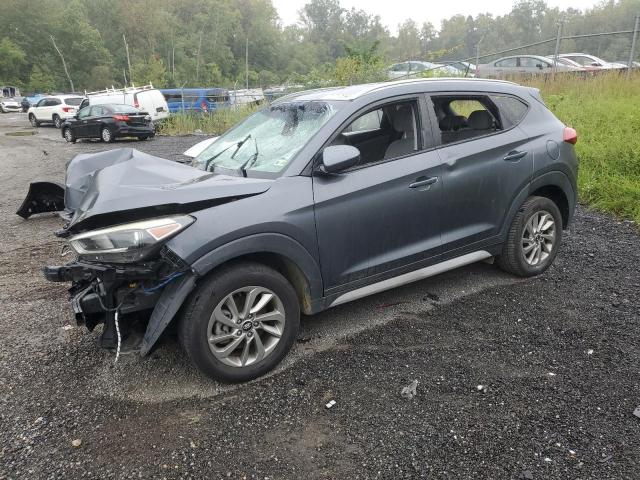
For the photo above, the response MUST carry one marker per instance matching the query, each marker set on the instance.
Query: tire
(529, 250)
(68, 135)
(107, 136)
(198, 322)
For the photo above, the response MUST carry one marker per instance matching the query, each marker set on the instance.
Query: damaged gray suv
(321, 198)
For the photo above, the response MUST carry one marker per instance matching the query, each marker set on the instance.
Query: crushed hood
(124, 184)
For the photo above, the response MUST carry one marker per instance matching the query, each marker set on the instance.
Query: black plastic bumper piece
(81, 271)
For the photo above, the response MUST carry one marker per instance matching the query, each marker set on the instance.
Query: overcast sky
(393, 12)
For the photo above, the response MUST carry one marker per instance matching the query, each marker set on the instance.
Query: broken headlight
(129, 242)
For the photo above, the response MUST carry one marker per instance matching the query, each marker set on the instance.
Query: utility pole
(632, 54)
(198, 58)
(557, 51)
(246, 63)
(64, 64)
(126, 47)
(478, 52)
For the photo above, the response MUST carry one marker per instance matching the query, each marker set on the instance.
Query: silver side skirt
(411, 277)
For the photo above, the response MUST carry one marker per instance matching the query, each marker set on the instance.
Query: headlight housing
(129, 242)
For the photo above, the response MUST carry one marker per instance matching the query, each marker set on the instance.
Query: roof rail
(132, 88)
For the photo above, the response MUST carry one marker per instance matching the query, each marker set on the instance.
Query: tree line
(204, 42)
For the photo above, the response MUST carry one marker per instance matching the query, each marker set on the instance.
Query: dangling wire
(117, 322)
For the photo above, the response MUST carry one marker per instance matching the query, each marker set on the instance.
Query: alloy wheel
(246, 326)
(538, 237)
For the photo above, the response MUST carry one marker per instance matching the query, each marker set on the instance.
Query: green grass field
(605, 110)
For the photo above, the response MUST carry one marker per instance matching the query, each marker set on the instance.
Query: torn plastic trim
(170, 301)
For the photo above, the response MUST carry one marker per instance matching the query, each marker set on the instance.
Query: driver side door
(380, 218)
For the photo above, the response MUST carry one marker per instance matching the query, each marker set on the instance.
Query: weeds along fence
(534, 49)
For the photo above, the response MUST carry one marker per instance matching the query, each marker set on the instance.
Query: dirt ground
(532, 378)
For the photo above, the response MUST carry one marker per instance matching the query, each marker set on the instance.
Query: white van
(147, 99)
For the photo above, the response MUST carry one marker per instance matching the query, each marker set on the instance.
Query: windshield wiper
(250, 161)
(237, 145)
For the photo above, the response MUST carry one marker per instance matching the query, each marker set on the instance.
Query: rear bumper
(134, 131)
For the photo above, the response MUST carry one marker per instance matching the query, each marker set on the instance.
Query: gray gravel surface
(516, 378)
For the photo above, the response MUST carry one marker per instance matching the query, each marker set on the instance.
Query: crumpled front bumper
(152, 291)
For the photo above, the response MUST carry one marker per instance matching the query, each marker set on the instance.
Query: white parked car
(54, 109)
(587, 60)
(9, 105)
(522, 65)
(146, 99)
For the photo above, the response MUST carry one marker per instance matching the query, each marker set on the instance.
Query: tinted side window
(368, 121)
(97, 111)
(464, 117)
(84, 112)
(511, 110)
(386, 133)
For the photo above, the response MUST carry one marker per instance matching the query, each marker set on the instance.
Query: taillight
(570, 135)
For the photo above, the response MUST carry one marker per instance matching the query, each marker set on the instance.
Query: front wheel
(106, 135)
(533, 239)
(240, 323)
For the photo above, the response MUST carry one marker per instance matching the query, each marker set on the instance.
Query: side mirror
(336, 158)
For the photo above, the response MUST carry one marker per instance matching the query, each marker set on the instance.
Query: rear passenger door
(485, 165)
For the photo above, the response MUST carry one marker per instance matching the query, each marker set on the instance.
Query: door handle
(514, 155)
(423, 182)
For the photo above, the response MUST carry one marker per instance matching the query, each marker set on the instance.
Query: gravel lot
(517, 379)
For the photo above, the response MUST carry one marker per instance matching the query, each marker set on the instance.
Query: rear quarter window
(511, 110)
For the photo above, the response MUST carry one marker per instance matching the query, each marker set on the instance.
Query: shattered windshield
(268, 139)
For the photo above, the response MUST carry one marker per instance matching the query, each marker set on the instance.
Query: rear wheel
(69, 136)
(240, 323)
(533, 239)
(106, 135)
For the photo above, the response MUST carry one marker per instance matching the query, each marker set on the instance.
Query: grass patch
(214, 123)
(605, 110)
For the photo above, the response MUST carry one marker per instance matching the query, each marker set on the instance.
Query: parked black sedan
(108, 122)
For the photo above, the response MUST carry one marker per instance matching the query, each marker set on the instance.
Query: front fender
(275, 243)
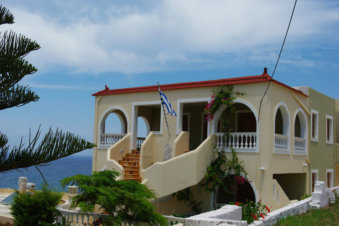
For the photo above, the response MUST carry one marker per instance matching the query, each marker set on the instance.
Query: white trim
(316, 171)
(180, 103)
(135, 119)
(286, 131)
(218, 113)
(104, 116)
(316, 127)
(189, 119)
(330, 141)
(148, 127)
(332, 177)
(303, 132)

____________

The data above must be reproduced exactly, without any of its pictures.

For the photo above, the response MUST carry one marker per instance matching the query, each marker set on the instance.
Query: tire
(529, 250)
(68, 135)
(107, 136)
(198, 322)
For the photo above, the response MUST carry one marker per instance matching the query, each marker set on the instance.
Query: damaged gray suv
(321, 198)
For the photo above, the response MUST carry one marker per instance matching the query, each marker set on the instance.
Query: crushed hood
(124, 184)
For the photo above, the response MUST carry one marker per instance matching the query, each marker set on the instance.
Query: black plastic bumper piece
(81, 271)
For the photo above, the response MUST carry one marker per instance matching the query, each marker set on the instance.
Query: overcast sky
(393, 12)
For the photo above, the response MUST carry one marker per instance matching the query, each marker set on the instance.
Query: broken headlight
(129, 242)
For the photo above, the response MUST carry one marker per instance matching the query, each marker set on the instance.
Query: utility pole
(632, 54)
(198, 58)
(557, 51)
(246, 63)
(64, 64)
(126, 47)
(478, 52)
For the photo above, the response MUST carry one marker per instance matching the query, each marker set on the instance.
Query: silver side skirt
(411, 277)
For the photo above, the response MUST carry one marker per instance matching the query, each marker set on the instance.
Query: headlight housing
(129, 242)
For the photo above, the response MUST carry one marker per instance matching the query, each marker set on the instance.
Query: roof rail
(132, 88)
For the photo above, the response MUST carry one marker per instance matching the query, each marker set on the instance.
Query: tree line
(204, 42)
For the photo above, the response MUST carry one marker per instance matching the query, each marker set on the instance.
Query: dangling wire
(117, 322)
For the photo above, the response MUST carry one marker per instance matching the query, each marker set on the instance.
Query: alloy wheel
(246, 326)
(538, 237)
For the photo above, the response MUST carry one marker per instance matching the query, each marker set on the instance.
Query: green grass field
(605, 110)
For the photo above, the response MUST carry one marker per instance matching the query, each marker set on the instance.
Query: torn plastic trim
(170, 301)
For the photo above, the response MUST carry one marker per instance matching the query, each marker set on the instance.
Query: driver side door
(380, 218)
For the photo above, the response MUST carry one marker per instance matching the query, each marker set on the instance.
Query: weeds along fence
(534, 49)
For the photo above, the response MUST carry one marker per instance matching the query, each marker set on the instance.
Query: dirt ground
(532, 378)
For the photo above, the response MUST carry one marker per instance matching the query, each marker set on the instance.
Query: white van
(147, 99)
For the photo above, the response MUST carry one marker per instance matching the query, each marker set on the instance.
Query: windshield wiper
(250, 161)
(237, 145)
For the photo above, the response MUST carry one marker per instance matching the query, each marker set on the instance.
Query: rear bumper
(134, 131)
For the photo above, the response MUST carry one marker per instance matching the query, each marker set on the instance.
Query: gray gravel surface
(516, 378)
For the photo above, the response MUST carry one marker per instance matching the query, each marker set on the instance.
Query: crumpled front bumper
(152, 291)
For the photo above, the response MUST carry one marker per instance matching the query, each marker set on the instance.
Query: white parked car
(54, 109)
(587, 60)
(9, 105)
(522, 65)
(146, 99)
For the photo above, the response MUST carry one marker per instance matching the query, each marker set on the instance.
Query: tinted side window
(368, 121)
(97, 111)
(464, 117)
(84, 112)
(511, 110)
(386, 133)
For the photo above, the response MUST carry one marker per instance matching the query, each marker set on the instance.
Query: taillight
(570, 135)
For the photo above, the response MUST carry one marker per instance matching the query, each marker set on the instance.
Query: front wheel
(106, 135)
(533, 239)
(240, 323)
For the photo above, the response MUST carry one marker per instance matching the query, each marker set on the instance.
Query: side mirror
(336, 158)
For the photo above, the response MUST carry one marker per instance matching the query, each marker set on the instance.
Query: rear passenger door
(485, 165)
For the photo above, the response MUST carry one marker per instance matching the query, each marker set on the instance.
Query: door handle
(514, 155)
(423, 182)
For the photo above, the response MUST carry one marker per instance matching the query, each marker set on the instance.
Query: gravel lot
(517, 379)
For the photo above, the response MUST carry one marker per instance matching the query, each marker set on the instance.
Query: rear quarter window
(511, 110)
For the photo above, the response MUST carry one marker per instance matching the query, each marker set on the instance.
Query: shattered windshield
(268, 139)
For the photo above, the response MUST carry one marker per instance matching the query, each marker set on the instance.
Query: rear wheel
(69, 136)
(240, 323)
(533, 239)
(106, 135)
For the photo above, the response MUST carry one marker per instance matching the query, each marker set on the instance.
Query: grass patch
(214, 123)
(605, 110)
For the photo above, the response MUST carry one marker per instance matching the query, each marker set on the instance.
Query: parked black sedan
(108, 122)
For the photo above, the response MUST carry one marker per instance matching the query, each marker set on the instance.
Query: front fender
(275, 243)
For the photo above, the response MUST carry one marker per instance matching the query, each marker set on the instance.
Query: white trim
(316, 171)
(180, 103)
(135, 119)
(286, 131)
(218, 113)
(104, 116)
(316, 127)
(189, 119)
(330, 141)
(148, 127)
(332, 177)
(303, 132)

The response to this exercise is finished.